Referring expression data:
● ● ● ● ●

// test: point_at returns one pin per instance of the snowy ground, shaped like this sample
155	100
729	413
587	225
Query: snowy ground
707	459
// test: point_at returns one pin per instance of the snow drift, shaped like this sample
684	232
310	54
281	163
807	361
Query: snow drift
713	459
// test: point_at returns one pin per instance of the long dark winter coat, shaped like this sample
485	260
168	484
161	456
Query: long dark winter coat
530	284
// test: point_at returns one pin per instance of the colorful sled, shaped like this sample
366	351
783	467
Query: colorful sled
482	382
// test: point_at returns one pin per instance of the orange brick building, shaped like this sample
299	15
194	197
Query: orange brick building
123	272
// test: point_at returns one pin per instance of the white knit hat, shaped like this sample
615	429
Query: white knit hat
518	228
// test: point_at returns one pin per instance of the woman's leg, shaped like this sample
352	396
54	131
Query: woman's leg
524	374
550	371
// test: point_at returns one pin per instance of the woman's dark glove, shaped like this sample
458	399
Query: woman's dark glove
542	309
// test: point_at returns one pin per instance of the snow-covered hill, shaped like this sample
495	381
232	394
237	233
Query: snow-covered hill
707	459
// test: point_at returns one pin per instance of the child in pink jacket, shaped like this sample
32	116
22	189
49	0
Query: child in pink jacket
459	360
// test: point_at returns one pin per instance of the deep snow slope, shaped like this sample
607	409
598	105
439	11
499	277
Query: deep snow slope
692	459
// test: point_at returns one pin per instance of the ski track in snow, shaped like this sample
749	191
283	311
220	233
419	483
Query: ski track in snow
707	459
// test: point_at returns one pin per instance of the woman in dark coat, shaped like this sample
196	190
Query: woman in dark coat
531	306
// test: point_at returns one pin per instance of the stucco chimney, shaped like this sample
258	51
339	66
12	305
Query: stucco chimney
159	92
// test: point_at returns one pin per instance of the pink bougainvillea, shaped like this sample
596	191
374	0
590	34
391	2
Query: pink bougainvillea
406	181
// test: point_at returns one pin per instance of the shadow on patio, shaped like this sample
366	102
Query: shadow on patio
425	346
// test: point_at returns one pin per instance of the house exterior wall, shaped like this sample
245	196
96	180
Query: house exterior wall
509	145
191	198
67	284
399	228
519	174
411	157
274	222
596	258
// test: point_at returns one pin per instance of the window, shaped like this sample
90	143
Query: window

● ● ● ● ●

Work task:
Repeat all the records. Match each line exactly.

Solution for this problem:
// test: point_at returns one pin per instance of the snowy ground, shaped like this sample
155	100
729	413
587	225
Query: snowy ground
707	459
// test: point_at returns one pin per instance of the snow drift, shaped like this sample
684	232
310	54
281	163
807	361
Query: snow drift
713	459
// test: point_at returns one pin per instance of the long dark winter coat, shaped like this sample
485	260
168	484
161	456
Query: long dark winter coat
530	284
// test: point_at returns one pin per instance of the colorful sled, shaped like this sample
366	351
783	467
Query: colorful sled
482	382
// test: point_at returns one pin per instance of the orange brick building, shaped like this sample
299	15
194	197
Query: orange brick building
123	272
// test: point_at returns one pin per instance of the white knit hat, shaped like this sample
615	429
Query: white knit hat
518	228
// test: point_at returns one pin per instance of the woman's leg, shaped like this sample
352	396
54	131
Query: woman's leg
524	374
550	371
// test: point_at returns one pin per instance of the woman's dark glove, shaped like this sample
458	399
Query: woman's dark glove
542	309
// test: point_at returns one pin per instance of the snow-covered hill, shaped like this sample
495	381
232	394
237	233
Query: snow-covered hill
707	459
// test: point_at returns one pin per instance of the child in pink jacket, shaped like this sample
32	116
22	189
49	0
Query: child in pink jacket
459	360
// test: point_at returns one pin per instance of the deep snow slope, shaped like this sample
607	409
598	105
439	11
499	277
Query: deep snow slope
692	459
// test: point_at returns one pin per instance of the ski track in snow, shaped like this sample
749	191
283	311
220	233
419	483
Query: ski track in snow
707	459
// test: point_at returns one pin per instance of the woman in dark coat, shaped like this sample
196	190
Query: woman in dark coat
531	306
// test: point_at returns one pin per instance of the stucco chimney, shaped like this sample
258	51
339	66
12	305
Query: stucco chimney
159	92
// test: point_at returns one pin per instance of the pink bougainvillea, shaped like this sample
596	191
374	0
590	34
391	2
Query: pink bougainvillea
406	181
// test: point_at returns one pin per instance of the shadow on patio, shaped like this sample
366	102
Query: shadow on patio
425	346
// test: point_at returns one pin per instance of the house exterior wall, shaped like this sample
245	196
96	180
Query: house exterior wall
509	145
191	198
67	284
399	228
519	174
411	157
274	222
596	258
// test: point_at returns one pin per instance of the window, shaped like this sample
90	143
Query: window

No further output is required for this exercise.